DATA PROVIDED

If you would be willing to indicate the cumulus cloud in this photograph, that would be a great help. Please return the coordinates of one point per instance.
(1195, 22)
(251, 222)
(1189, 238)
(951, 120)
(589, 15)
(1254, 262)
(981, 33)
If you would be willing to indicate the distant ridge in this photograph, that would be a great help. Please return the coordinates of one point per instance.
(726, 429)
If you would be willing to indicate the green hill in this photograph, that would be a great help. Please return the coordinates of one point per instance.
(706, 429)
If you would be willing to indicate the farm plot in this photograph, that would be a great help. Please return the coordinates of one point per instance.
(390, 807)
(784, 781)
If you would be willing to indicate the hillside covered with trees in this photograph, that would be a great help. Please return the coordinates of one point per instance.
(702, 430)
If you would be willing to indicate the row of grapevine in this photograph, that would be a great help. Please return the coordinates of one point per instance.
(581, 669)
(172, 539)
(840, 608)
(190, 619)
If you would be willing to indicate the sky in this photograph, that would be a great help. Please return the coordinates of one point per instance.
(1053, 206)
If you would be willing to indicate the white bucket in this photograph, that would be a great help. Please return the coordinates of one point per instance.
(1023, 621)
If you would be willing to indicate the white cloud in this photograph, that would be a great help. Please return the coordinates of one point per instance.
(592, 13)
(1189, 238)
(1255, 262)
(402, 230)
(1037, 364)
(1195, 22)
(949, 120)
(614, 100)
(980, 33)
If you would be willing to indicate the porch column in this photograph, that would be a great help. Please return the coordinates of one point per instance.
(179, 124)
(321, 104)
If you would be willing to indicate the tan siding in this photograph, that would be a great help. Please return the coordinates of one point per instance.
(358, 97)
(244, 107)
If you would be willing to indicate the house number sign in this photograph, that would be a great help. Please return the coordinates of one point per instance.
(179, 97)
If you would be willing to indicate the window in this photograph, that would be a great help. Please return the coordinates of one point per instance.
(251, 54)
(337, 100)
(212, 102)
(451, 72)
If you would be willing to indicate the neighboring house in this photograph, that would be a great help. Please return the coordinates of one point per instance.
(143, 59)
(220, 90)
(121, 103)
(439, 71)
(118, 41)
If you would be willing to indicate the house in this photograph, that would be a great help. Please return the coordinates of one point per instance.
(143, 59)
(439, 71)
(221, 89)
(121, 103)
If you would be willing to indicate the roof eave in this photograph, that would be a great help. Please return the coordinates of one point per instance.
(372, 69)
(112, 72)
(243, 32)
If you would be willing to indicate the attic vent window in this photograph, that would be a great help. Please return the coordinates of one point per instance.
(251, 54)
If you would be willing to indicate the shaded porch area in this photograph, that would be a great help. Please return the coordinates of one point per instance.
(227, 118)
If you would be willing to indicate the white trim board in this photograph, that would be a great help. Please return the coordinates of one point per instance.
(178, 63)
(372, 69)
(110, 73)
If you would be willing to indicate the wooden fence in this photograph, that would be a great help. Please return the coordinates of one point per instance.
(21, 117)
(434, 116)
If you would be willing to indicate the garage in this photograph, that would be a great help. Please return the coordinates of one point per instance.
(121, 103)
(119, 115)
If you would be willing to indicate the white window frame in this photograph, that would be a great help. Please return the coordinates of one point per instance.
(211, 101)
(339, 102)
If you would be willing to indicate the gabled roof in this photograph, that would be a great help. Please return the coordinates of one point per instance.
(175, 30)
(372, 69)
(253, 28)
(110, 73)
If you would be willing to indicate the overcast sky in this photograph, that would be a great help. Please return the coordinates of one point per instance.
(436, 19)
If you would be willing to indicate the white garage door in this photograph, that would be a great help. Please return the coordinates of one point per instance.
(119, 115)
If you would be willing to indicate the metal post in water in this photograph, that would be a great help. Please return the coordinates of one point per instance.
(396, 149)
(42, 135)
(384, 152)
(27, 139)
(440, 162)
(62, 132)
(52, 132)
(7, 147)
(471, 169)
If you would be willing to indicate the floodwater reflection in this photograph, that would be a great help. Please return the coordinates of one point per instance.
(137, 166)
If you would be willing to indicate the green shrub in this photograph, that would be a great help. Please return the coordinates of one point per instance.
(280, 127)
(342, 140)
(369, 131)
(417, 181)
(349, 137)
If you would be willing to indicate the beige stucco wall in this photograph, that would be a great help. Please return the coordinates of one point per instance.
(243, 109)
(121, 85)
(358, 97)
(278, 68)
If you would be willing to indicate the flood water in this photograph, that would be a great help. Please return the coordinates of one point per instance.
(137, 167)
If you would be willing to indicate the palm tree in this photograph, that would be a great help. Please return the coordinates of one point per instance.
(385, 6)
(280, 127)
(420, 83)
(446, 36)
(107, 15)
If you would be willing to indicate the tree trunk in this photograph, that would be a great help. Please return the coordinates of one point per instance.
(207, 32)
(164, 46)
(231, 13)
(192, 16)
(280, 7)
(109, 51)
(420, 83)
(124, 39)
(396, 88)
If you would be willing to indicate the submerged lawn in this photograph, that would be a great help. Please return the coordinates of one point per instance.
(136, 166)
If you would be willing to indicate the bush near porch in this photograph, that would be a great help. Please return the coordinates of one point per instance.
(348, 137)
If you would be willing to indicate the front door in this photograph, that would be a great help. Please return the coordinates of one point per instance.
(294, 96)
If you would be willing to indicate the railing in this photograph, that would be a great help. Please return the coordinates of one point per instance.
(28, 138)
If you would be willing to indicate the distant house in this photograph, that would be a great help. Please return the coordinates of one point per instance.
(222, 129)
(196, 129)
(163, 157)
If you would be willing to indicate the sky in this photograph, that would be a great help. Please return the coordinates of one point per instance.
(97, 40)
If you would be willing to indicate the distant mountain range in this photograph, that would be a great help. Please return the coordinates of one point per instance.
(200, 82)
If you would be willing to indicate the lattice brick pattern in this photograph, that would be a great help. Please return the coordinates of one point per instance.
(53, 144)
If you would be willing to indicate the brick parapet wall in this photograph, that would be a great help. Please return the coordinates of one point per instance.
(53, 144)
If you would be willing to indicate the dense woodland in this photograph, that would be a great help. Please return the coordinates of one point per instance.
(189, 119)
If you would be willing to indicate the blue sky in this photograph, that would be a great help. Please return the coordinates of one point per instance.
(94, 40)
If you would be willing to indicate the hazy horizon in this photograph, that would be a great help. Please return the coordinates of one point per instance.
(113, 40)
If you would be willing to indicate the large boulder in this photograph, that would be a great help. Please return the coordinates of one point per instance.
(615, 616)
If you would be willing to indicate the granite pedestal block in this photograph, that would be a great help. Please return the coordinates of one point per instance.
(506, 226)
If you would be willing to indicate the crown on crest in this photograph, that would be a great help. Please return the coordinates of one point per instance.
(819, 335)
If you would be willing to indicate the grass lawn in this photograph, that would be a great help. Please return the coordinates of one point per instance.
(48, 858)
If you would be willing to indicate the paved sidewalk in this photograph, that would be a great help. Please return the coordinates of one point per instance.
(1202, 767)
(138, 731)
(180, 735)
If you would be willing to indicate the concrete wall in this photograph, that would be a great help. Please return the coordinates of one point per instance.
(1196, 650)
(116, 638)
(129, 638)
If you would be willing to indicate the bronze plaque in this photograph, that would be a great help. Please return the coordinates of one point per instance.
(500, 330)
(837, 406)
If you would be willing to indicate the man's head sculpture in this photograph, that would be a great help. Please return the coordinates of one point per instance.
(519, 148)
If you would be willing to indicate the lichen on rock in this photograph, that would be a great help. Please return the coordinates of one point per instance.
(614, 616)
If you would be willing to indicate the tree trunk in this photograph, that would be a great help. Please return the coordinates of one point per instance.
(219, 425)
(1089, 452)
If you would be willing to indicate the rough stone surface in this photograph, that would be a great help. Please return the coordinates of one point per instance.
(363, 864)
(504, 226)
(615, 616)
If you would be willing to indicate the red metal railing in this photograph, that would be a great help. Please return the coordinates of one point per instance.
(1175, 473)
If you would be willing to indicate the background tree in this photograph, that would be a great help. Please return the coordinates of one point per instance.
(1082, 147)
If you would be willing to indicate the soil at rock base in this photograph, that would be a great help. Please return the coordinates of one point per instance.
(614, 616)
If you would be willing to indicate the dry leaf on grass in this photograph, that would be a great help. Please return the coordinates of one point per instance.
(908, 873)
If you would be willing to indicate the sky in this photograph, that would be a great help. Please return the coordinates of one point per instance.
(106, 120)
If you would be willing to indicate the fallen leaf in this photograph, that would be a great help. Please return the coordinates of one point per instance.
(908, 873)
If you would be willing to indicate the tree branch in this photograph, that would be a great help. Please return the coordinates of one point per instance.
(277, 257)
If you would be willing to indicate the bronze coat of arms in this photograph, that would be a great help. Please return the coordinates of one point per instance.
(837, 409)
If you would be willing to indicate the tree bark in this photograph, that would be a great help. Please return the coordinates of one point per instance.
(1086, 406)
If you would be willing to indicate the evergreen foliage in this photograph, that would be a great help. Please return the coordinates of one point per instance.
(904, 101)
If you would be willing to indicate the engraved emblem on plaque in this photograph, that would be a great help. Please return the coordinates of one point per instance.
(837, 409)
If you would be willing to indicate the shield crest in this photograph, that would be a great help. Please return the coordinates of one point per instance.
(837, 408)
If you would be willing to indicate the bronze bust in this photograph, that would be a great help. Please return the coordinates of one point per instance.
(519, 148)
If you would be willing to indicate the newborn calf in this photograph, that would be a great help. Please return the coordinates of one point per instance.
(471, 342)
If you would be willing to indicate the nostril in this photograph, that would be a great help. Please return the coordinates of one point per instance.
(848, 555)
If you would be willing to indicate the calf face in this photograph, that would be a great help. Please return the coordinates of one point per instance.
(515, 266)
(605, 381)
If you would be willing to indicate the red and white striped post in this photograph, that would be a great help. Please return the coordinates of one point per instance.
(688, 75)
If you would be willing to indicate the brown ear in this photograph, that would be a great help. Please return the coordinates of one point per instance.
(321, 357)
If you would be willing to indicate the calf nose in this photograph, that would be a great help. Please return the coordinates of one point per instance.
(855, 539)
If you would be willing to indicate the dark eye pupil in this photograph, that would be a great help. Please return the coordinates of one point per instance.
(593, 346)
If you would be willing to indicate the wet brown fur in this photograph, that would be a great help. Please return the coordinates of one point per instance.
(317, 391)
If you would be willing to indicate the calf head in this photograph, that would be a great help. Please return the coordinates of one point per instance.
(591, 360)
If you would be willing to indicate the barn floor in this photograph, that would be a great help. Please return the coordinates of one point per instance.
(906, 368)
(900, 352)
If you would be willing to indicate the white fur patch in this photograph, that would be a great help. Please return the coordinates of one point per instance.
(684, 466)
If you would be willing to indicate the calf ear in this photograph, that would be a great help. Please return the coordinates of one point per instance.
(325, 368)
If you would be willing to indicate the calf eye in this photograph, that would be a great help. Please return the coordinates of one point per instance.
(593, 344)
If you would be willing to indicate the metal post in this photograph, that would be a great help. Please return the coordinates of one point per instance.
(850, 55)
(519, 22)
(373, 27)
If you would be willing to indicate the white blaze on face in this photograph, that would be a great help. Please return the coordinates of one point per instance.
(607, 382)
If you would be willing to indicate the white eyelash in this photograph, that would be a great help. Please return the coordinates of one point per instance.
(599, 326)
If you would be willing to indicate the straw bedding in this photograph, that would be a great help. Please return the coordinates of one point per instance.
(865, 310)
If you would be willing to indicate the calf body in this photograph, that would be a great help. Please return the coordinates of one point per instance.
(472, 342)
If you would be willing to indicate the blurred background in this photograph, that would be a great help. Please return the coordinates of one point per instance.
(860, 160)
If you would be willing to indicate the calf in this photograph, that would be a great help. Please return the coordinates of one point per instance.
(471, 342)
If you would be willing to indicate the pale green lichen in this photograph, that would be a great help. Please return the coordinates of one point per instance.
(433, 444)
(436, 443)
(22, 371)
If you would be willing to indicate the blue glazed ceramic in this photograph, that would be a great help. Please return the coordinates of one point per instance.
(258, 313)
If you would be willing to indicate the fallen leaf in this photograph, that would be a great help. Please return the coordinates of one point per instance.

EXERCISE AIM
Reproduce the rows above unchanged, from the line containing "If you would be willing to indicate the grass" up to and including the line containing "(1089, 452)".

IN RESPONSE
If you would be willing to indicate the grass lawn in this photograph, that would be a great help. Please return the coordinates of one point per instance.
(48, 858)
If you would be willing to indicate the paved sidewalk in this photograph, that would be a great help. Please return the coordinates of one point per instance.
(1202, 767)
(138, 731)
(180, 735)
If you would be willing to indicate the concrete wall in this photograph, that would be a great help. Please return the coordinates of one point per instance.
(1196, 650)
(116, 638)
(129, 638)
If you would be willing to indicate the bronze plaque in this photograph, that would be a great help. Please return the coordinates of one point per instance.
(500, 330)
(837, 406)
If you would be willing to indicate the man's head sculpture in this photograph, that would be a great help. Please return the coordinates of one point per instance.
(519, 148)
If you would be willing to indicate the lichen on rock in this photograph, that would be a great help. Please return the coordinates of one point per instance.
(614, 616)
If you would be willing to indicate the tree trunk in this photograph, that would be a great help. Please return the coordinates of one point per instance.
(219, 425)
(1089, 452)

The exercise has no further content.